A social mechanics of memory
A review of work on a social ‘mechanics’ of memory is obliged to start with Maurice Halbwachs’ seminal work on the ‘collective memory’ (1992). Halbwachs’ formative years were spent in France in the early decades of the twentieth century, and currents within French sociology and philosophy strongly shaped his writing. Halbwachs’ central argument was that, while memory might appear to be the property of the individual psyche, it is our membership within social groups that arranges and orders the images of the past that are remembered and maintained, therefore contextualising and accomplishing individual memories as meaningful. Halbwachs suggests that memories are constitutive of group identities, furnishing the stories and narratives through which a sense of self and belonging are possible. Halbwachs was specifically writing against prevailing currents in psychology at the time that posited memory as a purely individual phenomenon. In this sense, the birth of the ‘collective memory’ as a social phenomenon emerged in relief of accounts that privileged the individual as the repository of memory, although one unifying convergence here was the premise that what we remember and forget constitutes who we are. While we should be wary of the tendency to canonise Halbwachs’ work as the antecedent to memory studies – an arts of memory was longstanding prior to Halbwachs’ writing, and his work emerged in relief of developments in the natural sciences, psychology and philosophy that took memory as their principal object of study (Olick et al. 2011: 5–9) – Halbwachs’ thinking cues important and productive questions for our purposes here.

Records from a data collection
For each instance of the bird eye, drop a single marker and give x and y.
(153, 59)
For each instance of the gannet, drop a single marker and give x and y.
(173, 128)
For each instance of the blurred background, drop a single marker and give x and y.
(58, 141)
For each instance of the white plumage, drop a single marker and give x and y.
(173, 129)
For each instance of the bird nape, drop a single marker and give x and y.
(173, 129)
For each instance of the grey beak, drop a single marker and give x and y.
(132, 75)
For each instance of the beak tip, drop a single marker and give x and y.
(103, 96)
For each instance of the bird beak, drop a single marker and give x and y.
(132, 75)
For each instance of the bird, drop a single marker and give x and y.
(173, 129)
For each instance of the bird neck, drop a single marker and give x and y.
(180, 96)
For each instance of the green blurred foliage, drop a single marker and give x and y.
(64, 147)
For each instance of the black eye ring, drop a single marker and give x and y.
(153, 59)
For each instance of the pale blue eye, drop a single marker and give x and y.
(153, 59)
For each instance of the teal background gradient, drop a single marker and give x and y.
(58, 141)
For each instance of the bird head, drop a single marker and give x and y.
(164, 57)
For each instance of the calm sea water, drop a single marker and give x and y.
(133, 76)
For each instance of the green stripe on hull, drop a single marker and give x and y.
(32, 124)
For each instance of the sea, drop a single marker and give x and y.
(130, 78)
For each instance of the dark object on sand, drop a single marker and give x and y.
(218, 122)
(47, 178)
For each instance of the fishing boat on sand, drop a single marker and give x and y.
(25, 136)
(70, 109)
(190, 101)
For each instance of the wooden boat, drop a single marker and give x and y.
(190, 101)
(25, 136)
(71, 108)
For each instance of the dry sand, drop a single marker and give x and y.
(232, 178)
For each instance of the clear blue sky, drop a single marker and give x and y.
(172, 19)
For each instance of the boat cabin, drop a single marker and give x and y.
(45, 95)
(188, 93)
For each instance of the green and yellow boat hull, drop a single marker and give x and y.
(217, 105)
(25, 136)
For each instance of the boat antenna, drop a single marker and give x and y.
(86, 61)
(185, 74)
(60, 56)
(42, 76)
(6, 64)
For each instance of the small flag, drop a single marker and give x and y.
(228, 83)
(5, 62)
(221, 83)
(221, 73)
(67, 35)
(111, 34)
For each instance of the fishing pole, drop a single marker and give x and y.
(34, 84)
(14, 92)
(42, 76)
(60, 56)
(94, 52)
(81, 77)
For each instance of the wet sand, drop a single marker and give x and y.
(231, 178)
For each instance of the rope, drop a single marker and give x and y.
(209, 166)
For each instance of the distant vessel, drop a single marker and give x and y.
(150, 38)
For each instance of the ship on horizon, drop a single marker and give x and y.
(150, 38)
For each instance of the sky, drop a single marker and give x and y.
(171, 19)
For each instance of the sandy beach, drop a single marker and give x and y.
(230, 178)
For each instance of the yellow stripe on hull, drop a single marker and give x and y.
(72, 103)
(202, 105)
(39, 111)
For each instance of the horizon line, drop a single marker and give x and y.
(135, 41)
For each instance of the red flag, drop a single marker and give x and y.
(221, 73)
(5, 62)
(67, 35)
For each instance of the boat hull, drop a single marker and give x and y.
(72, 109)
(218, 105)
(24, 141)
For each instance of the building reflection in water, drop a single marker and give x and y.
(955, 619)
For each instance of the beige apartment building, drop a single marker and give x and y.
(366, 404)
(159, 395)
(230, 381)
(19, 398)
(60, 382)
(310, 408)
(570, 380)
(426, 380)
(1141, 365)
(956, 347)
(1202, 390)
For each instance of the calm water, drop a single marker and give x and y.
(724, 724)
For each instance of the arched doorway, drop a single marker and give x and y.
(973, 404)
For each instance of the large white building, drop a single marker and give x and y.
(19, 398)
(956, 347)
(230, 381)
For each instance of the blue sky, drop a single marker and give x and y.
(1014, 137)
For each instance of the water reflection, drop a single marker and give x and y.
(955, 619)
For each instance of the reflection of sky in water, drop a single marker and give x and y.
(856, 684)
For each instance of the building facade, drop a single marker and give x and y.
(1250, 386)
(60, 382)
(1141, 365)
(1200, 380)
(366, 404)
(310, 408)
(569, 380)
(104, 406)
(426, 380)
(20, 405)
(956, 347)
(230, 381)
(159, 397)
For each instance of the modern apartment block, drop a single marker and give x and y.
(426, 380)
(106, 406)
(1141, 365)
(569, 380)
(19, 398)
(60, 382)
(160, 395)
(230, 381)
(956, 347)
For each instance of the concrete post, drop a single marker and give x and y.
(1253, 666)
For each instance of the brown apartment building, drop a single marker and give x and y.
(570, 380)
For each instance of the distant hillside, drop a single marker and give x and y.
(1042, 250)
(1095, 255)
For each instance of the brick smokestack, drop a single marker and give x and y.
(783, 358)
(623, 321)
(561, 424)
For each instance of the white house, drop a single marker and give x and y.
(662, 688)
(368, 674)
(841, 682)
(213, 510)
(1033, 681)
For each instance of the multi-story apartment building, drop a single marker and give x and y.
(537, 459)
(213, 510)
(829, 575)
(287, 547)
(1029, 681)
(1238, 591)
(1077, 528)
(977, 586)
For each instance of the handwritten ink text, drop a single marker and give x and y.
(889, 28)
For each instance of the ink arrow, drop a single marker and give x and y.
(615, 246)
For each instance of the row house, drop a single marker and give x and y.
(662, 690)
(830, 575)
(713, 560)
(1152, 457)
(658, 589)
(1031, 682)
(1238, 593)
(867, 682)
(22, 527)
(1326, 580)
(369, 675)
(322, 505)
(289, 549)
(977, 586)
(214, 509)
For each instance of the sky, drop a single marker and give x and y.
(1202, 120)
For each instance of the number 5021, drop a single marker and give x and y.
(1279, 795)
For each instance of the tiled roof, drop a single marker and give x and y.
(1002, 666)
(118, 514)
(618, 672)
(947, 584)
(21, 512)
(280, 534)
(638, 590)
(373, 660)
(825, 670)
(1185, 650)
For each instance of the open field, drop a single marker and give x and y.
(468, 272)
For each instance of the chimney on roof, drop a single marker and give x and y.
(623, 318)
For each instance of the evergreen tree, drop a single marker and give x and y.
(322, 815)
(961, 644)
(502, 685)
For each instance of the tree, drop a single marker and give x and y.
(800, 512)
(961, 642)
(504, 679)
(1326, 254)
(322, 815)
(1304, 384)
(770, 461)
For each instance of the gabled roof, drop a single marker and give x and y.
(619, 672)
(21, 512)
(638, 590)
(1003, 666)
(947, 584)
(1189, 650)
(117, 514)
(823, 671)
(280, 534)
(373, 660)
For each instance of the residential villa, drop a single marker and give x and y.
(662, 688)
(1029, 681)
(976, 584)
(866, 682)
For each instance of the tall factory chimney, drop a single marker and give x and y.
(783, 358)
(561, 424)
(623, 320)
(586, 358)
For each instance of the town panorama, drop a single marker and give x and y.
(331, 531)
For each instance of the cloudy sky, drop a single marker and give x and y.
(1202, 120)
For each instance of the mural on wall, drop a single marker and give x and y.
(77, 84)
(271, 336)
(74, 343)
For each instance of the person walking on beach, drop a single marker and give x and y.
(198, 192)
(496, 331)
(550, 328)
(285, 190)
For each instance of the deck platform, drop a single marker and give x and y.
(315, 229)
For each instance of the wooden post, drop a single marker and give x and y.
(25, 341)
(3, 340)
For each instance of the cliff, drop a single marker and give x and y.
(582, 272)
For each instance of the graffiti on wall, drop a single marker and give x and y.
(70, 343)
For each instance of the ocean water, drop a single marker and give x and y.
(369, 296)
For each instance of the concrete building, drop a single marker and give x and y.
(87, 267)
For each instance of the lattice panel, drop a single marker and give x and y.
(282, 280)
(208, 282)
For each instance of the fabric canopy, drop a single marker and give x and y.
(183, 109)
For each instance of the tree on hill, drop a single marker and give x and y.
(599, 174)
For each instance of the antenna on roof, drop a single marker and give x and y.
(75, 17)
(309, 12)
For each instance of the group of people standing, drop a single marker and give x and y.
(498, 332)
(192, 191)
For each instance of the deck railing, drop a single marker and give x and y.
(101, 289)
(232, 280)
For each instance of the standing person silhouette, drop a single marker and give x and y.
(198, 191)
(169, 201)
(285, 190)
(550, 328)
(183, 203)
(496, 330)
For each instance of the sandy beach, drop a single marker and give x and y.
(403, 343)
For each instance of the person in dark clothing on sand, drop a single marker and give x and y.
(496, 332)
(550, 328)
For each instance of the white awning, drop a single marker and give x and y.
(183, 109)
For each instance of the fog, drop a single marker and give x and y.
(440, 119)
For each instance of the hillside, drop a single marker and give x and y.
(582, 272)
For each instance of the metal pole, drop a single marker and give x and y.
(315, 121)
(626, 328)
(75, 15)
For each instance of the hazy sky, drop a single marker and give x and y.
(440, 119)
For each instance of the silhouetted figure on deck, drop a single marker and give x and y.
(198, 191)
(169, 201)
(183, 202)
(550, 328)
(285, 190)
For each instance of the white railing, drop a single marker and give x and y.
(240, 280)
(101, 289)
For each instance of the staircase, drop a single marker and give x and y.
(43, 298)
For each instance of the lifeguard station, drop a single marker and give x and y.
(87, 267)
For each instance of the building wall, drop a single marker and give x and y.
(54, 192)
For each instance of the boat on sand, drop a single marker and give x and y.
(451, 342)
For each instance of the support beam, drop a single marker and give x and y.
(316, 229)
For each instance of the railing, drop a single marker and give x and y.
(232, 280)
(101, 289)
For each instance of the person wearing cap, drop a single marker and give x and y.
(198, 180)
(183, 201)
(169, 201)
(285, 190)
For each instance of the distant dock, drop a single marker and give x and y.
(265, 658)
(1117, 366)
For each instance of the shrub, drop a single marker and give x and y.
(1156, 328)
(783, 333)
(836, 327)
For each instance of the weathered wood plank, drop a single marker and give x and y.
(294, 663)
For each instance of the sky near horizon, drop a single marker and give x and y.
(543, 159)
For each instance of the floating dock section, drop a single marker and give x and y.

▸ Instruction:
Turn the paragraph of the passage on memory that begins "A review of work on a social ‘mechanics’ of memory" into a short bulleted list that keeps its main facts. These rows have nothing to do with the passage on memory.

▸ Written answer:
- A review of a social "mechanics" of memory has to start with Maurice Halbwachs' key work on "collective memory" (1992).
- Halbwachs grew up in France in the early twentieth century, and French sociology and philosophy strongly shaped his writing.
- His main claim is that memory may seem to belong to the individual mind, but belonging to social groups arranges and orders the images of the past we remember and keep. That is what makes individual memories meaningful.
- He argued that memories build group identities by supplying the stories through which a sense of self and belonging become possible.
- He wrote against the psychology of his time, which treated memory as purely individual. Both sides agreed, though, that what we remember and forget makes us who we are.
- His work should not be treated as the starting point of memory studies. An arts of memory existed long before him, and the natural sciences, psychology and philosophy had already made memory their main subject (Olick et al. 2011: 5–9).
- Even so, his thinking raises important and useful questions for the purposes at hand.